# PROVIDED MATERIAL
= Beginning of Section =

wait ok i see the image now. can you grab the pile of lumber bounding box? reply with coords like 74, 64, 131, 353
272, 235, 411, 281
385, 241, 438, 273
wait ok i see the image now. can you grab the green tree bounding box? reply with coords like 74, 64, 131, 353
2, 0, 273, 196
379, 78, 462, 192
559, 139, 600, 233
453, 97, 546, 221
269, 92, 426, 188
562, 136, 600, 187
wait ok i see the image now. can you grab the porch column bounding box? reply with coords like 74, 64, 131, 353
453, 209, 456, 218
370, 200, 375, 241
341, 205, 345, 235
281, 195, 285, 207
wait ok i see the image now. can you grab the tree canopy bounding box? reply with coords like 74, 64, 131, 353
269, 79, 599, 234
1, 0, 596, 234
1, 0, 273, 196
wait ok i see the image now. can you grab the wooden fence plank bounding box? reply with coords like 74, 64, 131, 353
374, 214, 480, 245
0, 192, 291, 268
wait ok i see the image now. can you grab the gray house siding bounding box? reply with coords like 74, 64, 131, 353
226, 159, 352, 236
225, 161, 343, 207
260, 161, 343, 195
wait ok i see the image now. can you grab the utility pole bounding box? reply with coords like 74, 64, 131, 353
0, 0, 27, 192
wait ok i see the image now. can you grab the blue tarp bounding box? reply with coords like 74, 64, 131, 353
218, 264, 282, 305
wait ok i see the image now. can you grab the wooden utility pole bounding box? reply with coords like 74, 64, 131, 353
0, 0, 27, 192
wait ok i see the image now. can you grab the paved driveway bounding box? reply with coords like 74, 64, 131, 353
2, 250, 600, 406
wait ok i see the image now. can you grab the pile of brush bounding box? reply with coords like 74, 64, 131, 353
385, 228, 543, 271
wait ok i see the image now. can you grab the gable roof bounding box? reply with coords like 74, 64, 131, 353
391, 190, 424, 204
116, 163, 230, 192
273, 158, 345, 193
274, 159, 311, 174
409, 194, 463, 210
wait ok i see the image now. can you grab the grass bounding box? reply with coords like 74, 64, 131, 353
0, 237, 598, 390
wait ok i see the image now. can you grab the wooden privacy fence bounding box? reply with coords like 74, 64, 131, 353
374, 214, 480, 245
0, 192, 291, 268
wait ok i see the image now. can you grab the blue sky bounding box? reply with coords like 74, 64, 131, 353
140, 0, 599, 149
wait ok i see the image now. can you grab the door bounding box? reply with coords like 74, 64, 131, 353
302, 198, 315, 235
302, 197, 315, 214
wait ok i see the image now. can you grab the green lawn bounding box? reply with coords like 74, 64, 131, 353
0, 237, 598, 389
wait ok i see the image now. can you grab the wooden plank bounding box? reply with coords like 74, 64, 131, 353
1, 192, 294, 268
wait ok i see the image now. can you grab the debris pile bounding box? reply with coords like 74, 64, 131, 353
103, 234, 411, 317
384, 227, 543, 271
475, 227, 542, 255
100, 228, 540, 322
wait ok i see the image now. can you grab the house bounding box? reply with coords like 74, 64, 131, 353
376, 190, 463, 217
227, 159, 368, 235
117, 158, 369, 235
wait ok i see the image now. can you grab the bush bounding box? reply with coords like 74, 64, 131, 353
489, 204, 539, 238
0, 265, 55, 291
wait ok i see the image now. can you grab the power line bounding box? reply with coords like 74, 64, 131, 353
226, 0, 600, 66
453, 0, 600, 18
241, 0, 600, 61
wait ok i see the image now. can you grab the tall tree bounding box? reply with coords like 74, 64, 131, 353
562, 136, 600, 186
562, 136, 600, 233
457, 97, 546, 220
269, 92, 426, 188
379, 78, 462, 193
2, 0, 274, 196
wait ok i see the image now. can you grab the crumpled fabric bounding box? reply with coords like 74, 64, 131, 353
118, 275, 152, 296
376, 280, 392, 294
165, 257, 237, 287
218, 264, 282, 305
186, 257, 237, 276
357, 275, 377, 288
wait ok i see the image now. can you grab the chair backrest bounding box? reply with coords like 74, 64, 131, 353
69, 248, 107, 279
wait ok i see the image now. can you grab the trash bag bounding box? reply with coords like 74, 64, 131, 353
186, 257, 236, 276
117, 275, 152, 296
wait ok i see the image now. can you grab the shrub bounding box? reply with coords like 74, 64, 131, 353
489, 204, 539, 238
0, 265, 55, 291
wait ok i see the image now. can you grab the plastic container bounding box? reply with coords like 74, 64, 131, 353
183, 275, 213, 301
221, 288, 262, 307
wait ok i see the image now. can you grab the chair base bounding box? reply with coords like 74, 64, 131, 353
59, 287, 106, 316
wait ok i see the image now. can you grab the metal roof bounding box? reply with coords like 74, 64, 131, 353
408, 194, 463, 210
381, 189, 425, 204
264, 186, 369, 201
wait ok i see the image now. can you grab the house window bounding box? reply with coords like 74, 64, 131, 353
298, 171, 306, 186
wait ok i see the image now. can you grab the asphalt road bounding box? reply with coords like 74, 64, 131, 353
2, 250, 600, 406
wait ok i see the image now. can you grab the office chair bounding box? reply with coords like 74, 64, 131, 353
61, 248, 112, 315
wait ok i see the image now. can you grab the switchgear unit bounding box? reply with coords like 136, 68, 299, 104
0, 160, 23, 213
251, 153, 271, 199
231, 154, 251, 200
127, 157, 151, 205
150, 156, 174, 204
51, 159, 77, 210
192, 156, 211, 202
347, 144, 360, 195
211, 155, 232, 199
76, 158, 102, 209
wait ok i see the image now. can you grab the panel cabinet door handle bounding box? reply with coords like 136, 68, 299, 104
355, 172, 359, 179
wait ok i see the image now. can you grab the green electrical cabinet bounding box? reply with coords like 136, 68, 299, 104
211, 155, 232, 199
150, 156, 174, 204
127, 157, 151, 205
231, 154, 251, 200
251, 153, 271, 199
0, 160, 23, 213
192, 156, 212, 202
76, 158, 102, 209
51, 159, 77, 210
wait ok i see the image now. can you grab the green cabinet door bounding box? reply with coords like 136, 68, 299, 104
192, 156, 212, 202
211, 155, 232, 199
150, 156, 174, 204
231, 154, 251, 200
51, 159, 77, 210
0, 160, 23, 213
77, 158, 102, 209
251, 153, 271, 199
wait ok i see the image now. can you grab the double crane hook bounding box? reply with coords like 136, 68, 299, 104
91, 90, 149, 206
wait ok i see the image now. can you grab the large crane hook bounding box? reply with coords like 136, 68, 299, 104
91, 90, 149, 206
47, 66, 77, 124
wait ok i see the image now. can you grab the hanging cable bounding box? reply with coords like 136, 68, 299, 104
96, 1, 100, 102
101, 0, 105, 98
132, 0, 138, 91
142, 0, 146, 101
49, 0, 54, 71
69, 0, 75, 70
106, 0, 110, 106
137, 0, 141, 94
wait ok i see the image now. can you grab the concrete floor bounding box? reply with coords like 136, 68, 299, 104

= End of Section =

# WORK INSTRUCTIONS
Retype all of the entries precisely as they are.

# EXPECTED ANSWER
wait ok i see the image now. can you grab the pile of lumber bounding box? reply with coords like 74, 64, 131, 353
272, 235, 411, 281
385, 241, 438, 273
wait ok i see the image now. can you grab the green tree bounding box? reply with coords like 74, 64, 131, 353
2, 0, 273, 196
379, 78, 462, 192
559, 139, 600, 233
453, 97, 546, 221
269, 92, 426, 188
562, 136, 600, 187
wait ok i see the image now. can you grab the porch column bounding box? reply with coords like 74, 64, 131, 353
453, 209, 456, 218
370, 200, 375, 241
341, 205, 345, 235
281, 195, 285, 207
wait ok i see the image now. can you grab the tree canopy bounding box? reply with coords like 74, 64, 131, 353
269, 79, 599, 234
1, 0, 596, 234
1, 0, 273, 196
wait ok i see the image now. can you grab the wooden fence plank bounding box? reply with coords like 74, 64, 131, 353
374, 214, 480, 245
0, 192, 291, 268
wait ok i see the image now. can you grab the gray house siding bounding box? reply with coords like 74, 64, 131, 353
226, 159, 352, 236
225, 161, 343, 207
260, 161, 343, 195
wait ok i see the image now. can you grab the utility pole bounding box? reply with coords like 74, 64, 131, 353
0, 0, 27, 192
wait ok i see the image now. can you grab the blue tarp bounding box? reply with coords like 74, 64, 131, 353
218, 264, 282, 305
wait ok i see the image now. can you grab the wooden utility pole bounding box? reply with coords like 74, 64, 131, 353
0, 0, 27, 192
wait ok i see the image now. can you grab the paved driveway bounding box? reply with coords like 74, 64, 131, 353
2, 250, 600, 406
wait ok i see the image now. can you grab the pile of brush bounding box? reply with coords like 74, 64, 131, 353
385, 228, 543, 271
wait ok i see the image now. can you grab the gable roof bounding box? reply with coords like 74, 64, 131, 353
391, 190, 424, 204
116, 163, 230, 192
273, 158, 345, 193
274, 159, 311, 174
409, 194, 463, 210
wait ok i see the image now. can you grab the grass bounding box? reply with coords like 74, 64, 131, 353
0, 237, 598, 390
wait ok i see the image now. can you grab the wooden privacy fence bounding box? reply with coords like 74, 64, 131, 353
374, 214, 480, 245
0, 192, 291, 268
wait ok i see the image now. can you grab the blue sky bounding box? reply with coords like 74, 64, 131, 353
140, 0, 599, 149
wait ok i see the image now. can you grab the door bounding box? reply with coords like 74, 64, 131, 353
302, 198, 315, 235
302, 197, 315, 214
wait ok i see the image now. can you grab the green lawn bounding box? reply with coords like 74, 64, 131, 353
0, 237, 598, 389
wait ok i see the image now. can you grab the wooden plank bounding box? reply with coords like 74, 64, 131, 353
1, 192, 294, 268
wait ok i see the image now. can you grab the debris pile bounding box? reply with coords like 74, 64, 131, 353
103, 234, 411, 317
384, 227, 543, 271
475, 227, 542, 255
100, 228, 540, 322
wait ok i see the image now. can you grab the house bounding box? reply with coords like 74, 64, 131, 353
376, 190, 463, 217
227, 159, 368, 235
117, 158, 369, 235
wait ok i see the image now. can you grab the bush bounding box? reply with coords like 74, 64, 131, 353
489, 204, 539, 238
0, 265, 55, 291
wait ok i see the image now. can you grab the power line bounding box? reply with coords like 74, 64, 131, 353
226, 0, 600, 66
453, 0, 600, 18
241, 0, 600, 61
wait ok i see the image now. can you grab the tall tree bounding box? reply with coords like 74, 64, 131, 353
562, 136, 600, 186
562, 136, 600, 233
457, 97, 546, 220
269, 92, 426, 188
379, 78, 462, 193
2, 0, 274, 196
wait ok i see the image now. can you grab the crumpled fabric bounding box? reply with coords like 74, 64, 131, 353
118, 275, 152, 296
376, 280, 392, 294
165, 257, 237, 287
218, 264, 282, 305
186, 257, 237, 276
357, 275, 377, 288
wait ok i see the image now. can you grab the chair backrest bounding box? reply with coords like 74, 64, 131, 353
69, 248, 107, 279
wait ok i see the image now. can you grab the trash bag bounding box? reply with coords like 74, 64, 131, 353
186, 257, 236, 276
117, 275, 152, 296
wait ok i see the image now. can you grab the shrub bounding box? reply with coords like 74, 64, 131, 353
489, 204, 539, 238
0, 265, 55, 291
wait ok i see the image now. can you grab the plastic container bounding box? reply with coords like 74, 64, 131, 353
183, 275, 213, 301
221, 288, 262, 307
wait ok i see the image now. can you grab the chair base bounding box? reply with coords like 74, 64, 131, 353
59, 287, 106, 316
wait ok i see the image now. can you grab the metal roof bounding box? reply with coords like 74, 64, 131, 353
408, 194, 463, 210
381, 189, 425, 204
264, 186, 369, 201
wait ok i see the image now. can you grab the house window bounding box? reply with coords like 74, 64, 131, 353
298, 171, 306, 186
wait ok i see the image now. can you grab the asphalt road bounding box? reply with coords like 74, 64, 131, 353
2, 250, 600, 406
wait ok i see the image now. can you grab the office chair bounding box? reply with coords like 74, 64, 131, 353
61, 248, 112, 315
wait ok i see the image now. can you grab the switchgear unit bounding box? reply with coords like 136, 68, 299, 104
0, 160, 23, 213
251, 153, 271, 199
231, 154, 251, 200
127, 157, 151, 205
150, 156, 174, 204
51, 159, 77, 210
192, 156, 211, 202
347, 144, 360, 195
211, 155, 232, 199
76, 158, 102, 209
wait ok i see the image now. can you grab the panel cabinet door handle bounding box? reply with coords like 136, 68, 299, 104
355, 172, 359, 179
wait ok i see the image now. can you grab the green electrical cabinet bounding box? reply with coords like 136, 68, 299, 104
211, 155, 232, 199
150, 156, 174, 204
127, 157, 151, 205
231, 154, 251, 200
251, 153, 271, 199
0, 160, 23, 213
192, 156, 212, 202
76, 158, 102, 209
51, 159, 77, 210
wait ok i see the image now. can you grab the green cabinet door bounding box? reply with coords like 136, 68, 299, 104
192, 156, 212, 202
211, 155, 232, 199
150, 156, 174, 204
231, 154, 251, 200
51, 159, 77, 210
0, 160, 23, 213
77, 158, 102, 209
251, 153, 271, 199
wait ok i see the image now. can you grab the double crane hook bounding box? reply with coords like 136, 68, 299, 104
91, 90, 149, 206
wait ok i see the image now. can you grab the large crane hook bounding box? reply with coords like 136, 68, 299, 104
91, 90, 149, 206
47, 66, 77, 124
wait ok i see the image now. can you grab the hanging cable bounding box? reply with coords like 136, 68, 299, 104
96, 1, 100, 102
101, 0, 105, 98
132, 0, 138, 91
142, 0, 146, 101
49, 0, 54, 71
69, 0, 75, 70
106, 0, 110, 106
137, 0, 141, 94
wait ok i see the image now. can you grab the concrete floor bounding box? reply with coords like 136, 68, 299, 104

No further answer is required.